__Work instructions__:
An exact copy of all the entries below is what this task needs.

[Information — start]

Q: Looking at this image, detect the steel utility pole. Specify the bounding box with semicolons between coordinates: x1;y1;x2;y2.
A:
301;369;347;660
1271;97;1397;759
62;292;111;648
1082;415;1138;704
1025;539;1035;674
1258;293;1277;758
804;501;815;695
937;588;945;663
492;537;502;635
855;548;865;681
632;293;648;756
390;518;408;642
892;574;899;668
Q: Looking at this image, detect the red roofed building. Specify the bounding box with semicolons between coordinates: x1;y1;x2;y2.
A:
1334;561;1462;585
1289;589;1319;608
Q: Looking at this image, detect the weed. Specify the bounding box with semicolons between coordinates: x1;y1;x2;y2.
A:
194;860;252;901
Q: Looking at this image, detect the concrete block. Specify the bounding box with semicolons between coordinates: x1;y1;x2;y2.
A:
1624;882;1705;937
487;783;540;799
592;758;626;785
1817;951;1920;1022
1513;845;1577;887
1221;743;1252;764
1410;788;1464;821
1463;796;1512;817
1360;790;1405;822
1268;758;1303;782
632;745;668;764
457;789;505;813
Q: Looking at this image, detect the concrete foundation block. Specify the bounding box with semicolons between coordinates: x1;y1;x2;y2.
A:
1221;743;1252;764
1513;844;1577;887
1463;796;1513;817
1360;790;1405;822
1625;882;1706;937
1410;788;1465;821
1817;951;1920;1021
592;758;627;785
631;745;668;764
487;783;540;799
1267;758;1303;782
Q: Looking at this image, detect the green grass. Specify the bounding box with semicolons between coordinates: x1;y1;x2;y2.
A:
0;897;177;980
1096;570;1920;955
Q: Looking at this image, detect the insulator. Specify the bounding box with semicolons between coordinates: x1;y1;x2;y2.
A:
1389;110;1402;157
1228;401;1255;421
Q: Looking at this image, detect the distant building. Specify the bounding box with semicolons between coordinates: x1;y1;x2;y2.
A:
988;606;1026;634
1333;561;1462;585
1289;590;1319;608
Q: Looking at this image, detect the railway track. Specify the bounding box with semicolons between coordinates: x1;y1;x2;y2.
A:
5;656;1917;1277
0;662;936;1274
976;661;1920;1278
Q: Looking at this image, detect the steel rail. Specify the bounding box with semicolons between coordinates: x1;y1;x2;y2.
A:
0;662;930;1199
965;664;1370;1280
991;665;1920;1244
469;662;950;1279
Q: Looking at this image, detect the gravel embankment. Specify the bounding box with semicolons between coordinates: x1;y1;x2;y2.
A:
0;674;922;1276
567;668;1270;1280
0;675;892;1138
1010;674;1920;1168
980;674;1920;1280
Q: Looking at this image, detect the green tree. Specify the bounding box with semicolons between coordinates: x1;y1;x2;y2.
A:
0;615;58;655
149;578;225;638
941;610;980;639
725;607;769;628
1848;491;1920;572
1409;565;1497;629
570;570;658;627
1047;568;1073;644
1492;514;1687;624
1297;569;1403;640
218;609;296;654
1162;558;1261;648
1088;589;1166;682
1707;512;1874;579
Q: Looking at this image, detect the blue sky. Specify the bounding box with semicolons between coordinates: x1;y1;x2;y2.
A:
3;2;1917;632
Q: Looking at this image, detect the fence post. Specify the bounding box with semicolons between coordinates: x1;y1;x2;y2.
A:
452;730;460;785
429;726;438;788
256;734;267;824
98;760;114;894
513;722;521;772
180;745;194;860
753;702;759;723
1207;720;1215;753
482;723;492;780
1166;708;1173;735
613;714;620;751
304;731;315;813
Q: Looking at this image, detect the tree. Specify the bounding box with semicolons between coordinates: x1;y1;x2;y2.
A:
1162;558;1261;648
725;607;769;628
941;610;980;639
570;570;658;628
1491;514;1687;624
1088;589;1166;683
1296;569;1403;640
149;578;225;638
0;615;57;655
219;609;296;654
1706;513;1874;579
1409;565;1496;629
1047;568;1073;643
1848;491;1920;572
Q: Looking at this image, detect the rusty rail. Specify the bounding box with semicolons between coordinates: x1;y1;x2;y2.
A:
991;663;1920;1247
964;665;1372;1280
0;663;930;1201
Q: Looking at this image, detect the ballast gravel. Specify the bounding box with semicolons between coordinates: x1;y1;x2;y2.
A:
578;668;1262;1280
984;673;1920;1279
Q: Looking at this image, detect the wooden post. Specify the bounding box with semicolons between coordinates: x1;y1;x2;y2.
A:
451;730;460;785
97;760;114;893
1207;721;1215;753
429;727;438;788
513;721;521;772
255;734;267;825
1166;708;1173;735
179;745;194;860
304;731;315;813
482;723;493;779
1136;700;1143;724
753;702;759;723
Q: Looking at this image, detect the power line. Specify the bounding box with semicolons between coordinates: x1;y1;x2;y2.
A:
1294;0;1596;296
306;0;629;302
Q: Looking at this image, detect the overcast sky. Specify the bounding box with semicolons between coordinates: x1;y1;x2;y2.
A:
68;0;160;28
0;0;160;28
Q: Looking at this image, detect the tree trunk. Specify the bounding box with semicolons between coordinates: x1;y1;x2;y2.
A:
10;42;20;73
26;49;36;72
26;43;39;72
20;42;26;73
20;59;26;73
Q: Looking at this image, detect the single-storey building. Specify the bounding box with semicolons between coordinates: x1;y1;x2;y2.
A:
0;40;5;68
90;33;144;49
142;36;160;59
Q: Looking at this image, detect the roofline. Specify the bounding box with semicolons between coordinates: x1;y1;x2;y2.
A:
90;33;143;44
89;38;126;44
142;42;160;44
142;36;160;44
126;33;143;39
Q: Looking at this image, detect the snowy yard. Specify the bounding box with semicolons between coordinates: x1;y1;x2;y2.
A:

[Information — finish]

__Response__:
Q: Looking at this image, detect the steel utility pole. Specify the bounding box with semicolons between coordinates: x1;y1;x2;y2.
A:
301;369;347;660
1271;97;1397;759
62;292;111;648
1082;415;1138;704
1025;539;1035;674
1258;293;1277;758
804;501;815;695
937;588;945;663
492;537;502;635
855;548;865;681
632;293;648;756
390;518;408;642
892;574;899;668
Q: Looking at this image, detect the red roofed building. Specify the bounding box with semicolons between coordinates: x1;y1;x2;y2.
A:
1334;561;1462;585
1289;589;1319;608
Q: Looking at this image, detect the weed. Specify the bounding box with semicolons between coordinates: x1;y1;x2;y2.
A:
194;860;252;901
Q: Looking at this image, detect the concrete block. Specify the bounding box with semicolons between coordinates: x1;y1;x2;y2.
A:
1624;882;1705;937
487;783;540;799
592;758;626;785
1817;951;1920;1022
1513;845;1577;887
1221;743;1252;764
1410;788;1464;821
1463;796;1512;817
1360;790;1405;822
1268;758;1303;782
632;745;668;764
457;789;505;813
Q: Looking at this image, detect the concrete foundation block. Specify the bounding box with semicolons between coordinates: x1;y1;x2;y2.
A:
1221;743;1252;764
1513;844;1577;887
1463;796;1513;817
1360;790;1405;822
1625;882;1706;937
1410;788;1465;821
1817;951;1920;1021
592;758;627;785
631;745;668;764
487;783;540;799
1267;758;1303;782
Q: Looking at this image, detect the green grass. Specify the bounding box with semicolons between coordinates: x1;y1;x2;y2.
A:
0;897;177;980
1096;570;1920;955
Q: Looking at this image, detect the insulator. Specify the bounding box with semicolons between coordinates: x1;y1;x2;y2.
A:
1389;110;1402;157
1228;401;1255;421
Q: Looking at this image, detect the distant building. Specify the bounding box with semicolons between coordinates: x1;y1;x2;y2.
A:
988;606;1026;634
1333;561;1462;585
1289;590;1319;608
Q: Looking at this image, detect the railway track. Specify the bounding box with semicolons between coordinates: x1;y1;x2;y2.
A:
5;656;1917;1277
0;662;936;1274
976;661;1920;1278
Q: Looking at this image, detect the steel rail. Specify the bounding box with semicolons between coordinates: x1;y1;x2;y2.
A:
0;662;930;1199
965;664;1370;1280
991;665;1920;1244
469;662;950;1279
Q: Looking at this image, detect the gravel embankment. Specify the bounding box with semicolons between coordinates: x1;y1;x2;y2.
A:
0;674;922;1276
567;668;1270;1280
0;675;892;1138
1010;674;1920;1168
980;674;1920;1280
Q: Looking at this image, detect the green tree. Specify the bounding box with semicolons between coordinates: x1;y1;x2;y2.
A:
0;615;58;655
149;578;225;638
941;610;980;639
725;607;769;628
1848;491;1920;572
1409;565;1497;629
570;570;658;627
1047;568;1073;644
1492;514;1687;624
1297;569;1403;640
218;609;296;654
1162;558;1261;648
1088;589;1166;682
1707;512;1874;579
Q: Looking at this image, detect the blue sky. Specify the bounding box with semicolons between coordinates: x1;y1;x2;y2.
A:
3;2;1917;632
Q: Looking at this image, detect the fence post. Specify the bounding box with semicolons between coordinates: x1;y1;x2;y2.
A:
452;730;460;785
429;726;438;788
256;734;267;824
98;760;114;894
513;722;521;772
180;745;194;860
753;702;759;723
1207;720;1215;753
482;723;492;780
1166;708;1173;735
613;714;620;751
304;731;315;813
Q: Looking at this image, detect the tree. Specify the bounding box with semicolons between coordinates: x1;y1;x2;y2.
A:
1162;558;1261;648
725;607;769;628
941;610;980;639
570;570;658;628
1491;514;1687;624
1088;589;1166;683
1296;569;1403;640
149;578;225;638
0;615;57;655
219;609;296;654
1706;513;1874;579
1409;565;1496;629
1047;568;1073;643
1848;491;1920;572
Q: Looking at this image, detect the rusty rail. Specify the bounding box with semicolons between coordinates: x1;y1;x2;y2.
A:
991;663;1920;1247
964;665;1372;1280
0;663;930;1201
Q: Looking at this image, detect the ballast gravel. Specify the bounding box with semicolons between coordinates: x1;y1;x2;y2.
A:
578;668;1262;1280
984;673;1920;1279
Q: Looking at this image, detect the wooden post. Specify the bounding box with semicolons between coordinates: x1;y1;x2;y2.
A:
451;730;460;785
97;760;114;893
1207;721;1215;753
429;727;438;788
513;721;521;772
255;734;267;825
1166;708;1173;735
179;745;194;860
304;731;315;813
482;723;493;779
1136;700;1143;724
753;702;759;723
Q: Looking at this image, detect the power line. Specify the bounding box with semicolons between coordinates: x1;y1;x2;y2.
A:
1294;0;1596;296
306;0;629;302
Q: Looking at this image, detect the overcast sky. Specify the bounding box with semicolons between coordinates: x1;y1;x2;y2.
A:
68;0;160;28
0;0;160;28
Q: Looking at this image, detect the tree trunk. Specify the bounding box with semicolons between coordinates: x1;y1;x2;y2.
A:
10;42;20;73
26;49;36;72
26;43;39;72
20;42;26;73
20;59;26;73
Q: Looking at this image, detect the single-storey building. Specify the bounding box with semicolons between coordinates: x1;y1;x2;y2.
A:
0;40;5;68
90;33;144;49
142;36;160;59
Q: Looking at this image, detect the roofline. Specify the bounding box with semicolons between coordinates: x1;y1;x2;y2.
A:
90;33;143;44
89;38;126;44
142;42;160;44
142;36;160;44
126;33;143;39
Q: Looking at this image, detect the snowy yard. Specify the bounding box with semicolons between coordinates: x1;y1;x2;y2.
A:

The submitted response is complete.